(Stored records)
- - - - - - -
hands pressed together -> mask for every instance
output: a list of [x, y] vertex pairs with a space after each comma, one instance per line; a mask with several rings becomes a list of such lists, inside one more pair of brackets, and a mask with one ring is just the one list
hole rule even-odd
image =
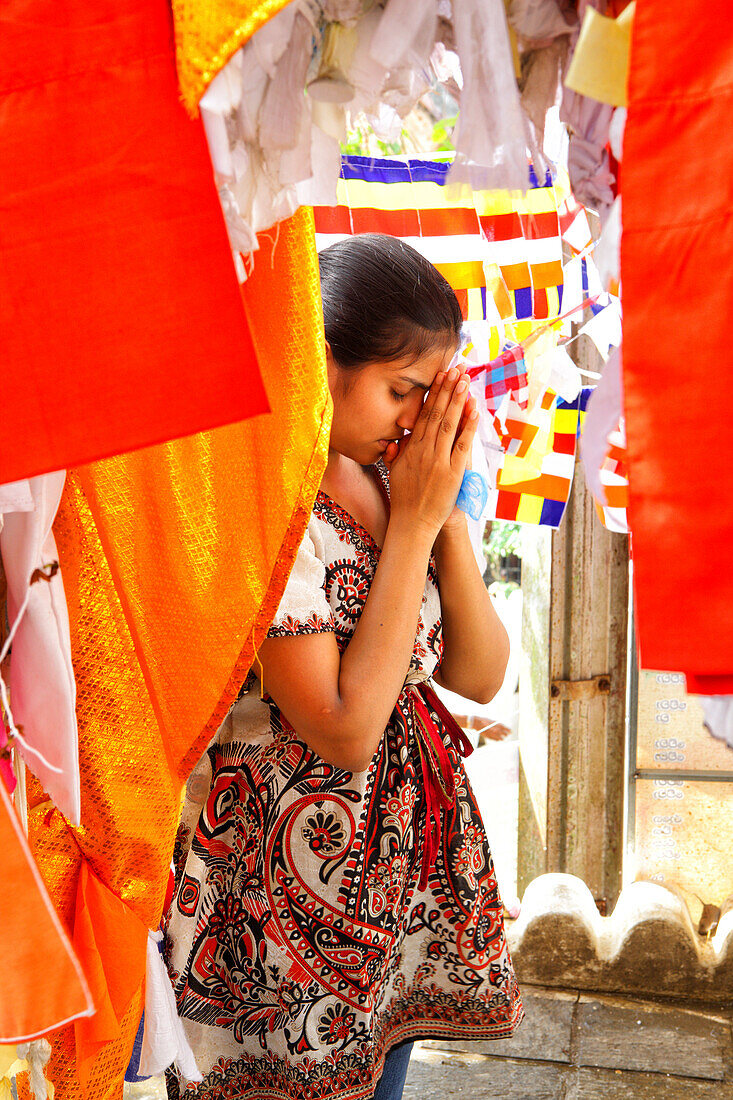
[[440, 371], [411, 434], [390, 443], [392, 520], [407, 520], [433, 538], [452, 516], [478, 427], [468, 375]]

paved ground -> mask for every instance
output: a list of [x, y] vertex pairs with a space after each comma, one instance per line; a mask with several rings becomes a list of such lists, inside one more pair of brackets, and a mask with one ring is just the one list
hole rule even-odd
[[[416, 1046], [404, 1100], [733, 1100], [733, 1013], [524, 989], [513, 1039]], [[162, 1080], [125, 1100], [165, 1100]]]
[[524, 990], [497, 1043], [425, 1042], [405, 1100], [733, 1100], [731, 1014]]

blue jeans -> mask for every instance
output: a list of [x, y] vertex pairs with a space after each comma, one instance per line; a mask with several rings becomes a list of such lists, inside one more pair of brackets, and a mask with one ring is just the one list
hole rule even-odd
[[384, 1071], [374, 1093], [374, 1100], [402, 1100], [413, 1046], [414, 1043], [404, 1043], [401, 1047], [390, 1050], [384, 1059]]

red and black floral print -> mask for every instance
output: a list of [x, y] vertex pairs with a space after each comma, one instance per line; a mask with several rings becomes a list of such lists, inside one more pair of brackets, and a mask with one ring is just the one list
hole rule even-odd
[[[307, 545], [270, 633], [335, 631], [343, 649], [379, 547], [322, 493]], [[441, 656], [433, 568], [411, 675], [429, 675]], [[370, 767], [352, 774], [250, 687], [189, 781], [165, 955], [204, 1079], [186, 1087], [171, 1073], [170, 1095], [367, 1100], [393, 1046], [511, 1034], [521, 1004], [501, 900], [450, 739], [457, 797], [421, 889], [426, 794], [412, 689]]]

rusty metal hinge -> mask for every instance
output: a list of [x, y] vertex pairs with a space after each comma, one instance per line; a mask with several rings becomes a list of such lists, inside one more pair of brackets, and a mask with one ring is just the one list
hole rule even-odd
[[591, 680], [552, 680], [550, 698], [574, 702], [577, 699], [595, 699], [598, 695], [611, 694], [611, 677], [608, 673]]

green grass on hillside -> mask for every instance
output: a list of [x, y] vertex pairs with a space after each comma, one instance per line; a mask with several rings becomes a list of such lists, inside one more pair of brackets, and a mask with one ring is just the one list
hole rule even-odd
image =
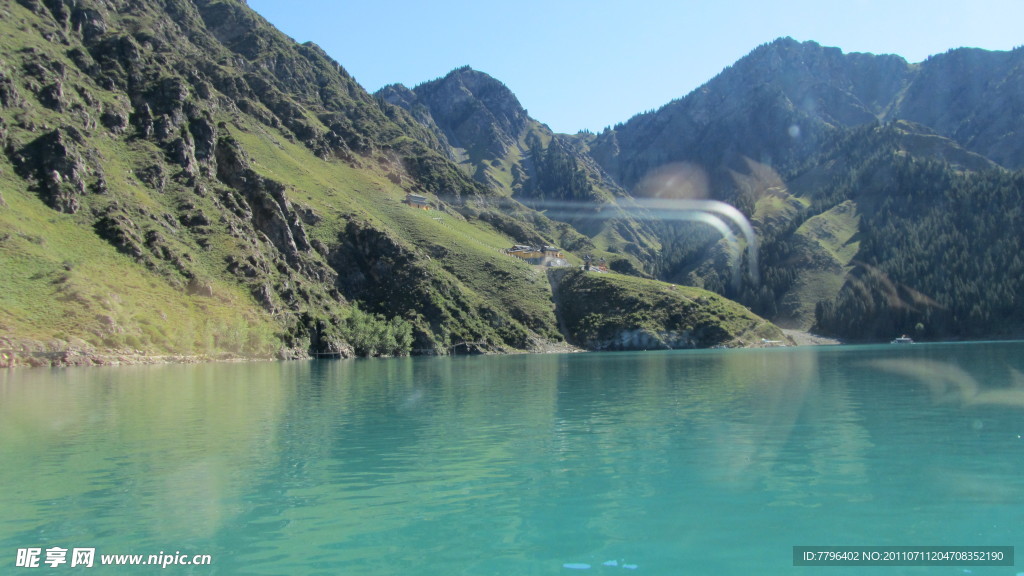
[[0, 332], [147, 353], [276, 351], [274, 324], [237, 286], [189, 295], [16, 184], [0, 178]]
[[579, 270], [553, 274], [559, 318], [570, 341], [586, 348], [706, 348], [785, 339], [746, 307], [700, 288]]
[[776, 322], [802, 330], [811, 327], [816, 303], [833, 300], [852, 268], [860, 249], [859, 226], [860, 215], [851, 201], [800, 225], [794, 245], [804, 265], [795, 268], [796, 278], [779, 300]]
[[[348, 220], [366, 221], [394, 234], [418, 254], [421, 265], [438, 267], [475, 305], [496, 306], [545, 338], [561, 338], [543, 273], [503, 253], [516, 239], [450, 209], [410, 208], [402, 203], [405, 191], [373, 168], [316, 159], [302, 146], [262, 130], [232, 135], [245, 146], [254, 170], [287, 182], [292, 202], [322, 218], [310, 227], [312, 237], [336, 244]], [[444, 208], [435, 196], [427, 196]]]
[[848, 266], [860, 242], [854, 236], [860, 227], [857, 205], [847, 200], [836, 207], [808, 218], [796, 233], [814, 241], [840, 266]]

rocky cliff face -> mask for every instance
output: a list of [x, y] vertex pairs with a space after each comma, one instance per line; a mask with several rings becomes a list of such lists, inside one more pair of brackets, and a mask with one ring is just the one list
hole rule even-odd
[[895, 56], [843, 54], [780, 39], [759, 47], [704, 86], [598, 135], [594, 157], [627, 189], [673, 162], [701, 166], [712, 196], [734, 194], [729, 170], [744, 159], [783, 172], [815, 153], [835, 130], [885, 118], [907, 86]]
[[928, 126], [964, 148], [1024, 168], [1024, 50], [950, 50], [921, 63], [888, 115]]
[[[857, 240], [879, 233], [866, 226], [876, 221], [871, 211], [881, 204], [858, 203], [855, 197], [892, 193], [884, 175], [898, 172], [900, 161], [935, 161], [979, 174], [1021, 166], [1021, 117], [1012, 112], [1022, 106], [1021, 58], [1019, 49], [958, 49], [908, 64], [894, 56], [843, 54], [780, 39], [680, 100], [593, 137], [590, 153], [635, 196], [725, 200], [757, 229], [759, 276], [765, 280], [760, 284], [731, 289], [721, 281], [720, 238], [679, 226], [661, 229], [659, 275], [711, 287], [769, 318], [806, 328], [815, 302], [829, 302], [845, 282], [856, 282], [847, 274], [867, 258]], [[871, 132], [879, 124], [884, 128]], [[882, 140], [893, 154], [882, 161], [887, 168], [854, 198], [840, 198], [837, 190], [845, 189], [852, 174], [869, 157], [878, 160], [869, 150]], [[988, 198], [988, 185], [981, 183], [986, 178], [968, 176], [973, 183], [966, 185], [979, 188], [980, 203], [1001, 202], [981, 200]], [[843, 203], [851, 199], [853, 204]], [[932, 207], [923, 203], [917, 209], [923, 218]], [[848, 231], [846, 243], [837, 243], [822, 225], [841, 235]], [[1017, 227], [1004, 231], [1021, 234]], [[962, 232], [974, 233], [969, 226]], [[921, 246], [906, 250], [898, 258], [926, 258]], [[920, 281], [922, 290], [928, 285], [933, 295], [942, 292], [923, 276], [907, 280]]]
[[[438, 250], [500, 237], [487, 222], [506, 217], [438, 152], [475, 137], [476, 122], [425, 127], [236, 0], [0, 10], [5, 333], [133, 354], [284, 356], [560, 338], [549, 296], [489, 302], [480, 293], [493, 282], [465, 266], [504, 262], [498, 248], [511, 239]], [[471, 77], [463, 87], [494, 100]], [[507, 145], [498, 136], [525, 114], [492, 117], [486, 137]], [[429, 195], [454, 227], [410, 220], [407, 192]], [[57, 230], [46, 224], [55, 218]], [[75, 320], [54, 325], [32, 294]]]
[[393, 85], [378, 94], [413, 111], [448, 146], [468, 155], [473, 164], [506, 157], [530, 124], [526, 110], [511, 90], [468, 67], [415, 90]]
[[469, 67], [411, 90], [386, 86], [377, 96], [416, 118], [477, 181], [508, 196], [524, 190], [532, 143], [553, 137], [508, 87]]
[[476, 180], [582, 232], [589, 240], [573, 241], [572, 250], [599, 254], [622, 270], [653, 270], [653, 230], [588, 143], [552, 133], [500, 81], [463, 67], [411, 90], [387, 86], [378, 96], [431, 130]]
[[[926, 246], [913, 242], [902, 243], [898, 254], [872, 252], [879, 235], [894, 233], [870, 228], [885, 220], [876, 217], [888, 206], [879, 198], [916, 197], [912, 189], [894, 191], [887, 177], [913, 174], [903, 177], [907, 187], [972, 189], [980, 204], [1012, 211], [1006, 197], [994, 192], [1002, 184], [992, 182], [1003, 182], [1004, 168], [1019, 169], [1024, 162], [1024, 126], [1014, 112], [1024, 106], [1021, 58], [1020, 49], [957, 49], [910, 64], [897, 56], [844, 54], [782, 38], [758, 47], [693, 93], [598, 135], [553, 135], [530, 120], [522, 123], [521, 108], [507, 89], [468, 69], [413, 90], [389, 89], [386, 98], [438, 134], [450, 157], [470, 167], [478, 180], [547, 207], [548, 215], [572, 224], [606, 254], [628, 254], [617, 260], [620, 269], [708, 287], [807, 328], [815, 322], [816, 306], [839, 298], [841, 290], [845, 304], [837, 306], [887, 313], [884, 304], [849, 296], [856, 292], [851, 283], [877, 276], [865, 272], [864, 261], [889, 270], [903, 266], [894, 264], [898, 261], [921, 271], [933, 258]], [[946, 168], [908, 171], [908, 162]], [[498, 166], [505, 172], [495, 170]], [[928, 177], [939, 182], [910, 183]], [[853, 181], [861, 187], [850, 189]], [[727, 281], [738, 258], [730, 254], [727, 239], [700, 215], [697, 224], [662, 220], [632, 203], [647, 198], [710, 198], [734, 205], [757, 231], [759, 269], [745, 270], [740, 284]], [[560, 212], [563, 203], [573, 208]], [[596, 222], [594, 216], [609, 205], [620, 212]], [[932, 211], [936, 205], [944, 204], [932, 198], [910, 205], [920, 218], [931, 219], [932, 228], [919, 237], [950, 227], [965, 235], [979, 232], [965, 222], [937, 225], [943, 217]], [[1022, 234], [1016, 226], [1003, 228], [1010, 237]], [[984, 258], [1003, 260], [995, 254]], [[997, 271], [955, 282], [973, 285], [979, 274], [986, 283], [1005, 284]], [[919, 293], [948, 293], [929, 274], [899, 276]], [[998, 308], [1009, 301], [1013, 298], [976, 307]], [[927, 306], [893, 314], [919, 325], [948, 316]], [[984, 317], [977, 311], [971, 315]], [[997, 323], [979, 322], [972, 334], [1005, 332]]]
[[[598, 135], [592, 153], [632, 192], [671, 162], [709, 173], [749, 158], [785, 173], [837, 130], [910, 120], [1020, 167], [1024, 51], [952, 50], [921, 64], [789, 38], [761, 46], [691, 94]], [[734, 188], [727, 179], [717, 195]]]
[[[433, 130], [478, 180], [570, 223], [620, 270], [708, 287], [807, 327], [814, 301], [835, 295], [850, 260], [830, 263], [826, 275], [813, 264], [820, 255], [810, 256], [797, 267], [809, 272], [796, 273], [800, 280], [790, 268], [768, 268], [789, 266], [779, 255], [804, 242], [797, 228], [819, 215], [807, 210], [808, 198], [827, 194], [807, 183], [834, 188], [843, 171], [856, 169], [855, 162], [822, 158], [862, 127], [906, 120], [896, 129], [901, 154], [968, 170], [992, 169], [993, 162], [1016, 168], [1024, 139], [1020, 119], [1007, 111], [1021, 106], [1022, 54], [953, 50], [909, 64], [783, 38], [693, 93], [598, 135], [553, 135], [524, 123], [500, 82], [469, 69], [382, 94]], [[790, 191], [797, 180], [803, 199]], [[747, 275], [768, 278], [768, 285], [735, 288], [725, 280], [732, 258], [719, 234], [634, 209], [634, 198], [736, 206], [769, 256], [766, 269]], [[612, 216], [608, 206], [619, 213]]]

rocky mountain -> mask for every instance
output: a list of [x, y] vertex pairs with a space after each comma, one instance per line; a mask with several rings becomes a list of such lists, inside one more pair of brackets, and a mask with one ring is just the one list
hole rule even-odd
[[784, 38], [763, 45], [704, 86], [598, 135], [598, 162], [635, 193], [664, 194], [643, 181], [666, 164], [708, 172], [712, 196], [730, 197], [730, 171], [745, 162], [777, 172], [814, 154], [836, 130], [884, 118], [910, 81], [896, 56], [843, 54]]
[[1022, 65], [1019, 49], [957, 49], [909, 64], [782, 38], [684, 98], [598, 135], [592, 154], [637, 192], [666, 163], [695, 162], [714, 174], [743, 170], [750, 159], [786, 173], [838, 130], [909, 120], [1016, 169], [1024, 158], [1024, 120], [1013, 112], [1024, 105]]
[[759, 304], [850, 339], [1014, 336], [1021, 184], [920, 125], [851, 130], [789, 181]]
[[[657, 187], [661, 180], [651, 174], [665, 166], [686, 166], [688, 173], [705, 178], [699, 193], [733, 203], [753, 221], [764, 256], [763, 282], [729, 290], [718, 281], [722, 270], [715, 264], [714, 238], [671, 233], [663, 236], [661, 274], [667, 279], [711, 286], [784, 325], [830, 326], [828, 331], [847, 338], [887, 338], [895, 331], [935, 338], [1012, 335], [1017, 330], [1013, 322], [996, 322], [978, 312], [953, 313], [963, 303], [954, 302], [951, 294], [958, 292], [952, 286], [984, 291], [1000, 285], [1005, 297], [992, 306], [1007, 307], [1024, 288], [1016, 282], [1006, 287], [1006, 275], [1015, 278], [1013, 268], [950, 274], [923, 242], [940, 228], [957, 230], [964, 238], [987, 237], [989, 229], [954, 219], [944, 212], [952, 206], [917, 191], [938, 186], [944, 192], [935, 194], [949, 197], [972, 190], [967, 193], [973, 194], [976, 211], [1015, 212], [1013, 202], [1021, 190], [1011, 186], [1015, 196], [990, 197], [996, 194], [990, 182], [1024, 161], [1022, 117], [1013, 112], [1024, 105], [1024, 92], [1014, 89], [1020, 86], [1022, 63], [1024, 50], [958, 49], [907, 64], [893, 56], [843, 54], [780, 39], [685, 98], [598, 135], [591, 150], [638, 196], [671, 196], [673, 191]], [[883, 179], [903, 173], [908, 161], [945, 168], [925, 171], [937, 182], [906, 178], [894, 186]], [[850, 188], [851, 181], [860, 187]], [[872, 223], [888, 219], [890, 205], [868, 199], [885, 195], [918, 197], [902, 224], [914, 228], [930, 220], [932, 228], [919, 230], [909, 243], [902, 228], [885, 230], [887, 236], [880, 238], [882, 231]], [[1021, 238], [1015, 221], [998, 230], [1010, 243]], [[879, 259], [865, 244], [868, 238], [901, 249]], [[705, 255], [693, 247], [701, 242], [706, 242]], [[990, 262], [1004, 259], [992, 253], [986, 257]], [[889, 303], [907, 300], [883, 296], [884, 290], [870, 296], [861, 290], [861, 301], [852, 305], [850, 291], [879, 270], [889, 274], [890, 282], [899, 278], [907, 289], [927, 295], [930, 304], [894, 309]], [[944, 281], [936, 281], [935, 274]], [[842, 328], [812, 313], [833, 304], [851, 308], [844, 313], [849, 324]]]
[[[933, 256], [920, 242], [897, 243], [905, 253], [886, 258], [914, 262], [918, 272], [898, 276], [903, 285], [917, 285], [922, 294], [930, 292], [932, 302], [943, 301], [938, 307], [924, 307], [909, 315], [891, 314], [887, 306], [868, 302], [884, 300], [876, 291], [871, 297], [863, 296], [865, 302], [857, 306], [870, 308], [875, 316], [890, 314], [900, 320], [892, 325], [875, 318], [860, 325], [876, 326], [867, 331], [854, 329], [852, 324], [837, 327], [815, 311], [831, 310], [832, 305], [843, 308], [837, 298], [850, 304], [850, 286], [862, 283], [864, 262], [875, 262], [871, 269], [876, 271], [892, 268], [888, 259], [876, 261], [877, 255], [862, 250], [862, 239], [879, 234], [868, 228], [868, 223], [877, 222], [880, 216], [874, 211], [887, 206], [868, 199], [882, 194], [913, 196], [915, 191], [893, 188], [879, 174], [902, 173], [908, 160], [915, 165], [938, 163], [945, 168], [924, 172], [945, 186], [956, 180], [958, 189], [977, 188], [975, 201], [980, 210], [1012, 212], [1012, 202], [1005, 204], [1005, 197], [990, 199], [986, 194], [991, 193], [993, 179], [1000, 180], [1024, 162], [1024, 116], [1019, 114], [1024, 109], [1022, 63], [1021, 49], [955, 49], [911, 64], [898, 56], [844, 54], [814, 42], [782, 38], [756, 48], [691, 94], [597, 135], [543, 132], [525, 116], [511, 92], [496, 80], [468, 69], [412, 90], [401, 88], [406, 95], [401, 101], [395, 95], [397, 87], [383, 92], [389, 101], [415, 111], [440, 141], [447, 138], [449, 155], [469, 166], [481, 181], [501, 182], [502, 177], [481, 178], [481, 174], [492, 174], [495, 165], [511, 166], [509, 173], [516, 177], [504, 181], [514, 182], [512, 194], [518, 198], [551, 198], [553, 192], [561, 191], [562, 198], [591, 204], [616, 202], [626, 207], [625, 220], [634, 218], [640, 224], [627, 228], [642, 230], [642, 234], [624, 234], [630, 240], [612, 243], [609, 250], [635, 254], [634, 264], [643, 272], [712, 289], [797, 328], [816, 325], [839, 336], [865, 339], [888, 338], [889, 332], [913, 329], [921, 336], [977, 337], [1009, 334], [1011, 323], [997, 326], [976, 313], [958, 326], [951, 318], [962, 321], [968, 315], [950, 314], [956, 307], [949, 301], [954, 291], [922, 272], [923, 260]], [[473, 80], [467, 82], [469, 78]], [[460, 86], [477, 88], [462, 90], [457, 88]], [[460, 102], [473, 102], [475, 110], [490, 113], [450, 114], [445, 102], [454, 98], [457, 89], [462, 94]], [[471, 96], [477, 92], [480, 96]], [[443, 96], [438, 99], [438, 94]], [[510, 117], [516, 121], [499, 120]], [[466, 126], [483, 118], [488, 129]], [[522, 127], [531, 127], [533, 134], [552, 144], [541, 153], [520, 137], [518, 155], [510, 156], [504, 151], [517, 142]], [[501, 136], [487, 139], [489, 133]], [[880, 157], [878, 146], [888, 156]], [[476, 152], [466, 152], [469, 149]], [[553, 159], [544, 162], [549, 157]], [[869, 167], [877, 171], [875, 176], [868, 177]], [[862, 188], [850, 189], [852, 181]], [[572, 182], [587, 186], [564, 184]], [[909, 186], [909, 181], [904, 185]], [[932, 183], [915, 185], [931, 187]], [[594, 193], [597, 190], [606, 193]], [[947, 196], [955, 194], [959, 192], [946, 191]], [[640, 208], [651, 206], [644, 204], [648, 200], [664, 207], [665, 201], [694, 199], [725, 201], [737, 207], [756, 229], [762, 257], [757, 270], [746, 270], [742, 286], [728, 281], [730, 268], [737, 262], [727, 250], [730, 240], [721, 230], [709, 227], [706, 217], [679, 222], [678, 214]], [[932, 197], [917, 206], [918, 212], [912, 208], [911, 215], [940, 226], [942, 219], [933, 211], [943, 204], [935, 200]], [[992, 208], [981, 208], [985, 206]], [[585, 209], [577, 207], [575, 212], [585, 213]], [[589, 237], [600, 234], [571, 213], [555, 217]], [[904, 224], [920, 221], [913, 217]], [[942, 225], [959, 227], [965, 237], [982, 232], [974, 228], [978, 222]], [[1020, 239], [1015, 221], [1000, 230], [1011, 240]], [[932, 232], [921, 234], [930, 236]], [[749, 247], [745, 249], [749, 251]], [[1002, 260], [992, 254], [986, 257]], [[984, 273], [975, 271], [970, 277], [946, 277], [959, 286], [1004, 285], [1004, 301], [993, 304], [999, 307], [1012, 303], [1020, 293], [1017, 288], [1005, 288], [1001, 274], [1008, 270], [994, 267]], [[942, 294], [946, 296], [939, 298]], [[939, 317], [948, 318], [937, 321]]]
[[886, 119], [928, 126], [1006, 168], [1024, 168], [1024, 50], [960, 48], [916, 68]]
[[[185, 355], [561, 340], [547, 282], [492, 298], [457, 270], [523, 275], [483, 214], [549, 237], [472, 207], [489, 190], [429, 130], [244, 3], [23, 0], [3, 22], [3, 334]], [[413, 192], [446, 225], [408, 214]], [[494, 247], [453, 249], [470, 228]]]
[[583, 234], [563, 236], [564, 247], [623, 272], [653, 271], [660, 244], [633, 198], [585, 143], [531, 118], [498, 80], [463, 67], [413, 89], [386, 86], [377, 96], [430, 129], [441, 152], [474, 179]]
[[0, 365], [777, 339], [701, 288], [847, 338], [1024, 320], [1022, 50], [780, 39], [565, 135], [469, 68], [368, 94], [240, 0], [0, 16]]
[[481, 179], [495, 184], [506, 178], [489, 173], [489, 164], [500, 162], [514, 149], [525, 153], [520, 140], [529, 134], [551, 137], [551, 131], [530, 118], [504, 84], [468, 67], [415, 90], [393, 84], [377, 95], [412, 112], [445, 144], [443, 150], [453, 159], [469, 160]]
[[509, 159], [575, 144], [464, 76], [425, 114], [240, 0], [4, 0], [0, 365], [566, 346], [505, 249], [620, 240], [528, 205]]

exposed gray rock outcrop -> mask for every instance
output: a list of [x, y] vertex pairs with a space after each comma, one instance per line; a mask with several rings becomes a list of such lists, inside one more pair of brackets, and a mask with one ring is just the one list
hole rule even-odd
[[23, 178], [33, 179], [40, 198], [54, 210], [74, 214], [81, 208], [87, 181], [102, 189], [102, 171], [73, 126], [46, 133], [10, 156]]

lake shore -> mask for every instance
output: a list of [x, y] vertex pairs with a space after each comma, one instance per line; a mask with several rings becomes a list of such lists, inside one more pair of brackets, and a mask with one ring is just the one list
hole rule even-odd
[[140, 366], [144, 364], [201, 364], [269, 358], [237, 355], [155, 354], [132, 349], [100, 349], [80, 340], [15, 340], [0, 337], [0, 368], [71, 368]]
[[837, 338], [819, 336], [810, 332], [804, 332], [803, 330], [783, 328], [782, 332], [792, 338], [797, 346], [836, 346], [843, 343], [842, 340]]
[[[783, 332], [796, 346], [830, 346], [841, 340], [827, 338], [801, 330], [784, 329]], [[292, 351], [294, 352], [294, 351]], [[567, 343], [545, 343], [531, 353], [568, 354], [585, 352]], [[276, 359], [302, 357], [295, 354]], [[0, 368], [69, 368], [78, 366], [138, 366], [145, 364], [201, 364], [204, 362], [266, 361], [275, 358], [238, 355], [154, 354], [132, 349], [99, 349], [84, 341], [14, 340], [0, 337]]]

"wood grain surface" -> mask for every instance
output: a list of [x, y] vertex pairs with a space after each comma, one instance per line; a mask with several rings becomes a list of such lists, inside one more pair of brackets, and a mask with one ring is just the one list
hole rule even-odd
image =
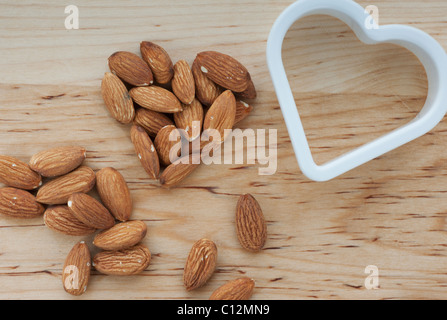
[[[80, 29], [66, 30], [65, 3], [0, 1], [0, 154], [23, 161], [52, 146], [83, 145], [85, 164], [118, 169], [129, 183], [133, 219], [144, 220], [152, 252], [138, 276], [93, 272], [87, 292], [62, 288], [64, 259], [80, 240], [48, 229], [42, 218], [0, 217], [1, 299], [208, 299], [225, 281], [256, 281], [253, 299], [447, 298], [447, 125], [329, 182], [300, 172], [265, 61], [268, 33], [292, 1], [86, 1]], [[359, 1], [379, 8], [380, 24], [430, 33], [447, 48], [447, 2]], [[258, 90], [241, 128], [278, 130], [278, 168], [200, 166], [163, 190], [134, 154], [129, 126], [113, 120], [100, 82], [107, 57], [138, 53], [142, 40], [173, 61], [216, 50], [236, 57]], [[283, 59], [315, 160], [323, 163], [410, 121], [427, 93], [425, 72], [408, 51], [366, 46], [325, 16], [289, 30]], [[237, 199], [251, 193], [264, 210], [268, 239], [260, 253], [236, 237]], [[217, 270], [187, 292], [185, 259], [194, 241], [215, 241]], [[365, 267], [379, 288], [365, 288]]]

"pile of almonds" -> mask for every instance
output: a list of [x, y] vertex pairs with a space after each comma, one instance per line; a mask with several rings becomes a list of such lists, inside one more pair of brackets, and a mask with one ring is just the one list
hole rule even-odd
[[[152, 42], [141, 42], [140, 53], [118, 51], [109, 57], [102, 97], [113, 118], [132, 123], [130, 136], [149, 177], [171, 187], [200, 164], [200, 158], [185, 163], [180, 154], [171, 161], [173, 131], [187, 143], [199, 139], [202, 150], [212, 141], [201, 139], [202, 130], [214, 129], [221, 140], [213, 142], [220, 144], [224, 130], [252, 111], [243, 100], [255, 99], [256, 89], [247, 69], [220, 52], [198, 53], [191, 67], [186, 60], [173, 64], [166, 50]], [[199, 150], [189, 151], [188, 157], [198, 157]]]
- - - - - - -
Look through the data above and return exactly the lines from the one that contains "paved ground -> mask for every instance" to the one that contains "blue jeans -> mask for every instance", inclusive, with nothing else.

> _Solution for this problem_
paved ground -> mask for every instance
output: a list of [x, y] vertex pairs with a space after each comma, one instance per line; a mask with several rings becomes a list of such lists, inside one more pair of brackets, and a mask with one ring is just the one list
hole rule even-odd
[[[416, 1046], [404, 1100], [733, 1100], [733, 1013], [524, 989], [513, 1039]], [[162, 1080], [125, 1100], [165, 1100]]]
[[524, 990], [497, 1043], [425, 1042], [405, 1100], [733, 1100], [731, 1014]]

blue jeans -> mask for every instance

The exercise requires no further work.